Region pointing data
· · · · ·
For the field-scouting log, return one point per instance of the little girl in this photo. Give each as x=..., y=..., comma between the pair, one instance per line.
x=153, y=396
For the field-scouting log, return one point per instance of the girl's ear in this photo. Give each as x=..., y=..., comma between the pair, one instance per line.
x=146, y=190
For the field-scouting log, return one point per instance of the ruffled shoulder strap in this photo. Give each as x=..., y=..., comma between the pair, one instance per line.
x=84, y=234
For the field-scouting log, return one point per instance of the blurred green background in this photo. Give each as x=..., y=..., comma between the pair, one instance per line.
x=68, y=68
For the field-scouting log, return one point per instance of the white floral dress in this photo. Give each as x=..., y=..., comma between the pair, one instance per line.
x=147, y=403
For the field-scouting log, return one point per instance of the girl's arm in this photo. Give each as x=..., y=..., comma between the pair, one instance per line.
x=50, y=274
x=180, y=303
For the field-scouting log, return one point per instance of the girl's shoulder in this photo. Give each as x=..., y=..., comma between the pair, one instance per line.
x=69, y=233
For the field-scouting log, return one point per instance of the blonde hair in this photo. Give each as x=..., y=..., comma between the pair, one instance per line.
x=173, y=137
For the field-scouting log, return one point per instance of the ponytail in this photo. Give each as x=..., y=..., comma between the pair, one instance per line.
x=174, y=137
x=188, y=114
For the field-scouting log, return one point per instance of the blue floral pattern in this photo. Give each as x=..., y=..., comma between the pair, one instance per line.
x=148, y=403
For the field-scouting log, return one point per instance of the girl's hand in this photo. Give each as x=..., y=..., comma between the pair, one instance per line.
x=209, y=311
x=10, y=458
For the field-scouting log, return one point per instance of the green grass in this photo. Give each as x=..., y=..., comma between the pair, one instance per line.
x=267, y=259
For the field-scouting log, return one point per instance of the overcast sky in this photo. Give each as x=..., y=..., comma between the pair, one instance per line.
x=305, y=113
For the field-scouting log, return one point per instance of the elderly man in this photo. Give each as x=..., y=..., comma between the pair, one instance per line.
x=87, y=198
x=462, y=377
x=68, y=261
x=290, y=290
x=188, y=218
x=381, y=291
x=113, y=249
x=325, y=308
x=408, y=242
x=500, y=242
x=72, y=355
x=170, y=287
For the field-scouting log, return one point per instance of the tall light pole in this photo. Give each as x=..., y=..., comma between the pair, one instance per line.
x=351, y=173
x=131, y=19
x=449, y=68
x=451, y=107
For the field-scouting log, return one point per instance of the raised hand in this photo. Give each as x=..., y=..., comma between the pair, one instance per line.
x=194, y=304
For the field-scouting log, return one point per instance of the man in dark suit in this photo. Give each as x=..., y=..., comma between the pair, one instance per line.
· · · · ·
DIRECTIONS: Retype every line of the data above exactly.

REPLY:
For the field-scouting log, return one point per instance of the little girl in this photo. Give each as x=..., y=..., comma between the pair, one instance per line.
x=153, y=396
For the field-scouting log, return one point per instance of the girl's ear in this photo. Give each as x=..., y=..., comma between the pair, one instance per line.
x=146, y=190
For the field-scouting log, return one point per instance of the ruffled shoulder strap in this photo. Give each as x=..., y=..., comma between the pair, one instance per line.
x=84, y=234
For the field-scouting log, return one point per instance of the blurred green background in this photo. Give each as x=..., y=..., comma between the pair, one instance per line.
x=68, y=68
For the field-scouting log, return one point per instance of the white floral dress in this photo. Give each as x=..., y=..., comma between the pair, one instance per line.
x=147, y=403
For the field-scouting log, return one point per instance of the girl's arm in this photo. Give each as x=..., y=..., comma between the pair, one instance per line.
x=50, y=274
x=180, y=303
For the field-scouting log, return one point per instance of the girl's shoulder in this photo. Give each as x=..., y=..., comma between the pair, one instance per line.
x=69, y=233
For the field-scouting log, return one point per instance of the blonde hair in this photo. Give each as x=..., y=..., comma between the pair, one instance per line.
x=173, y=137
For the field-scouting log, return one point per instance of the ponytail in this photo. Give each as x=..., y=..., comma between the pair, one instance per line.
x=174, y=137
x=188, y=114
For the field-scouting log, return one point per instance of the blue floral pattern in this photo. Give each as x=..., y=..., comma between the pair, one instance per line.
x=148, y=403
For the field-scouting log, return one point per instance of the girl's hand in this photo. Give each as x=..., y=..., comma between the pair, one instance per line.
x=209, y=311
x=10, y=458
For the field-scouting log, return one point per instance of the green grass in this photo. Give each as x=..., y=..., comma between the pair, one instance per line.
x=267, y=259
For the field-scouting log, return one point per instance of the overcast sky in this photo. Give each as x=..., y=..., comma between the pair, one instance per line.
x=305, y=113
For the field-scouting log, return one point per instance of the elderly man in this photo. Give each as x=..., y=..., comma between the pair, one instance per line.
x=87, y=198
x=462, y=377
x=68, y=261
x=290, y=290
x=188, y=218
x=381, y=291
x=113, y=249
x=325, y=308
x=408, y=242
x=500, y=242
x=72, y=355
x=170, y=287
For the field-scouting log, return one point per instance of the tall light pole in this photo. Give each as x=..., y=..., comma between the pair, one instance per line.
x=351, y=173
x=131, y=19
x=449, y=68
x=451, y=107
For the field-scouting log, return one point per instance of the raised hand in this photo. Give each as x=..., y=..., comma between the pair, one instance per line.
x=194, y=304
For the field-scouting log, return one point per instance of the man in dark suit in this photo. Give each as x=..., y=..., comma between the pair, one instance per line.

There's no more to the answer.